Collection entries
· · · · ·
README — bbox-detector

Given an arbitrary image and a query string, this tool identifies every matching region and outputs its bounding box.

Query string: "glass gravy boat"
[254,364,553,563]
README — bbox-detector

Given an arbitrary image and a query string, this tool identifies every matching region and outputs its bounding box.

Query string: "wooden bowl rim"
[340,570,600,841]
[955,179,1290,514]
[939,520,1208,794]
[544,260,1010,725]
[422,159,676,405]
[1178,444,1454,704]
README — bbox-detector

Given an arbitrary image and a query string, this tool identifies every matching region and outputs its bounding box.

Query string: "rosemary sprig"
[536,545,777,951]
· · · · ·
**Instructions to follow**
Return each entry above exactly, leaving none out.

**Your response**
README — bbox-detector

Given an arbitrary image and a query string, this tool identifies every matching region and outputs its bounding box.

Query string: "glass gravy boat"
[254,364,553,563]
README — bbox-detector

Given an arbitrary image and a query string, this tool identifies every matching region and outputs its bounding box.

Query string: "wooden bowl rim"
[340,570,600,841]
[955,179,1290,514]
[939,520,1208,794]
[544,260,1010,725]
[422,159,676,405]
[1178,444,1454,704]
README — bbox-detector

Given an arbitrary image and a query string, this tool identifies every matching region and outputs its bounding box.

Query string: "rosemary sprig"
[536,545,777,951]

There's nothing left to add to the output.